(Stored data entries)
┄┄┄┄┄┄┄┄┄┄

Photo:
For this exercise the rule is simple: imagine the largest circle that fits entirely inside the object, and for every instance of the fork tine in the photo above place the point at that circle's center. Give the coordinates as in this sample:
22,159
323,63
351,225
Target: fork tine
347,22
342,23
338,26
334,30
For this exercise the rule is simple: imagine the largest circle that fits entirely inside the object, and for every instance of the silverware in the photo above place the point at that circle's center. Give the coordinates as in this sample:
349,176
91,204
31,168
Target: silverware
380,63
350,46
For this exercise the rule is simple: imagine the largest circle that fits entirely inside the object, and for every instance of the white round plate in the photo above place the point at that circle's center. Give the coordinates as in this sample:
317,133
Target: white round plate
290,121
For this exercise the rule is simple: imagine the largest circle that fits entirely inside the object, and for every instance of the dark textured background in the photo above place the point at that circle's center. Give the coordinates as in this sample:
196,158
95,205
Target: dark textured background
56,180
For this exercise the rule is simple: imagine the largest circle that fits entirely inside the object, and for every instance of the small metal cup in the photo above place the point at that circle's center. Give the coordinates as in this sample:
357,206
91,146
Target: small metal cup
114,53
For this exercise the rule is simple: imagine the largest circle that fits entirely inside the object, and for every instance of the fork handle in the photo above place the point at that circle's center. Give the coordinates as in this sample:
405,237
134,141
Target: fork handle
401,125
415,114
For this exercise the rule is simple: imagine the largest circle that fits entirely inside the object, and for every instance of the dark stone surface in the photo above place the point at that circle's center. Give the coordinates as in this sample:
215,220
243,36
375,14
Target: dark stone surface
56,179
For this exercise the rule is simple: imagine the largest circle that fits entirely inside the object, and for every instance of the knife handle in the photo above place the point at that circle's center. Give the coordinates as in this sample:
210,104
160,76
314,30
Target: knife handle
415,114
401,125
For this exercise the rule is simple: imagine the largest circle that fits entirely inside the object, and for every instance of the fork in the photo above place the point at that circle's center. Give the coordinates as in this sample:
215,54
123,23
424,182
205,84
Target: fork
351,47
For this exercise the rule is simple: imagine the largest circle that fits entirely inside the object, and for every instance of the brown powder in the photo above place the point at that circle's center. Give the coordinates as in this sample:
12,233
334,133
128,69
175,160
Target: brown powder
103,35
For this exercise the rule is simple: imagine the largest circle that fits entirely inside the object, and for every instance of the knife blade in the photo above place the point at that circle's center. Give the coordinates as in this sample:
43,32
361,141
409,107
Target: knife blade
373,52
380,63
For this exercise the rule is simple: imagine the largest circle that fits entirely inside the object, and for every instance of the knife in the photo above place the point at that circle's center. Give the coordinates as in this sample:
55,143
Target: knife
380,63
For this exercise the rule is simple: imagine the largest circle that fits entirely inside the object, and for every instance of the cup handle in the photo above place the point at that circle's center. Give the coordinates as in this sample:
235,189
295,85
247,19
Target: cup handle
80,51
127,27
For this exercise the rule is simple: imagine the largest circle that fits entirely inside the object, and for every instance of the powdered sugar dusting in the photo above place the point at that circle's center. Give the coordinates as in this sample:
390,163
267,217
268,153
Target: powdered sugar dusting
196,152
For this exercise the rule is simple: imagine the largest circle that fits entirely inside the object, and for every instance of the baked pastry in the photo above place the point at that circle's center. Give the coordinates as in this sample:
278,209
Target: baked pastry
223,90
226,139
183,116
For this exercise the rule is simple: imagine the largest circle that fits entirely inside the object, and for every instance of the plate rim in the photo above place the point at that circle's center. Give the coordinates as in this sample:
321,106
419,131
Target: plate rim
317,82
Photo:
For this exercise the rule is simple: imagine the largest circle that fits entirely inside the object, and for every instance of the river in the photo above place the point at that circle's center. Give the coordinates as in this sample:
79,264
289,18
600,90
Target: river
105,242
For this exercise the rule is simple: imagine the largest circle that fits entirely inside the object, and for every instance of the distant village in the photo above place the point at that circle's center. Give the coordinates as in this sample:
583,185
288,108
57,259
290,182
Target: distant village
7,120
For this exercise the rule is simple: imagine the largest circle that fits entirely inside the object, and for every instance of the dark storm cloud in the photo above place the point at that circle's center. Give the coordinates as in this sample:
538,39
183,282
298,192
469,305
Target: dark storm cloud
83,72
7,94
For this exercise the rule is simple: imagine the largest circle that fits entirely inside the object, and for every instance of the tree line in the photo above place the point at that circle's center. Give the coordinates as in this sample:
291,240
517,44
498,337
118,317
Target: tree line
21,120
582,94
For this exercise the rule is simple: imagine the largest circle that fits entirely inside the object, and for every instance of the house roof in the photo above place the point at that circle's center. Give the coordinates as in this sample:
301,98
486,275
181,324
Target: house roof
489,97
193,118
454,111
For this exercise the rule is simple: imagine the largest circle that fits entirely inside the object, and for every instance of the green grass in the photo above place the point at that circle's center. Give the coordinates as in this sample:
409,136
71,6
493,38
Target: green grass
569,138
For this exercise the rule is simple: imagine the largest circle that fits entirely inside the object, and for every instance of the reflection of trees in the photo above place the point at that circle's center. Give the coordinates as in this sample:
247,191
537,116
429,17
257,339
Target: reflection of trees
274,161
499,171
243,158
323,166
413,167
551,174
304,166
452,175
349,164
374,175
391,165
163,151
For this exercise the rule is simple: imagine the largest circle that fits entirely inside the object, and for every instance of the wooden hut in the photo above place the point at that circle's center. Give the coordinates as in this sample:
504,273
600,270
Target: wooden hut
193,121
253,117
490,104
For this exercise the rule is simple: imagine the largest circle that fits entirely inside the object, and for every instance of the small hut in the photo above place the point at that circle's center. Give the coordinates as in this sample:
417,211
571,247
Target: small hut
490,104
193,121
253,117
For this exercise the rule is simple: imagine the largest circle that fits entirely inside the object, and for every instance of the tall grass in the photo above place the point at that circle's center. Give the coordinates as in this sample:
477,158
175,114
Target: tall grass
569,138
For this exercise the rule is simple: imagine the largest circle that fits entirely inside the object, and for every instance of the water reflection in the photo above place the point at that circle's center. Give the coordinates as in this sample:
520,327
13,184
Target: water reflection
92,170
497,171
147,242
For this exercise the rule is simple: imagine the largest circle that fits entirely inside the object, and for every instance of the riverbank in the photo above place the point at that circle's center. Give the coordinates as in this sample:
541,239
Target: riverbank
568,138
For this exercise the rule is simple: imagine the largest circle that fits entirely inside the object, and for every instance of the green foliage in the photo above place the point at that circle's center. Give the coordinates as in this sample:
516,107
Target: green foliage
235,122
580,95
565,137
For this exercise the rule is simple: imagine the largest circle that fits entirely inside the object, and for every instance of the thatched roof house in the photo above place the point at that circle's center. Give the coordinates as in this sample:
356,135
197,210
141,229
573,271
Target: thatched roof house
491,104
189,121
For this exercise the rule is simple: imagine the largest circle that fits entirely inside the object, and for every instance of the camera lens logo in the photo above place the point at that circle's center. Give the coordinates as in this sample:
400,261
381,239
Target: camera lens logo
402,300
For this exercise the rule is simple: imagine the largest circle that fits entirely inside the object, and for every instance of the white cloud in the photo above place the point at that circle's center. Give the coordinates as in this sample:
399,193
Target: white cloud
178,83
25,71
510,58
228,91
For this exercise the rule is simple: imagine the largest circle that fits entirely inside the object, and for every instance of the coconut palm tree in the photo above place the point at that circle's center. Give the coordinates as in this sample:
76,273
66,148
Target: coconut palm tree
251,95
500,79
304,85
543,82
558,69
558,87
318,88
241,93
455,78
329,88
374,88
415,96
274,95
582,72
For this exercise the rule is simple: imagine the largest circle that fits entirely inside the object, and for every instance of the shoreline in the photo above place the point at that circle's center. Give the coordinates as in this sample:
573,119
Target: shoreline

┄┄┄┄┄┄┄┄┄┄

## YOUR GOAL
Every line above that includes the word "shoreline" must appear in the answer.

## OUTPUT FOR THIS TASK
For this exercise the rule is simple: imagine the largest circle that fits entirely inside the object, and for every instance of the shoreline in the photo above place the point at that circle's center. Give the coordinates as in this sample:
Target: shoreline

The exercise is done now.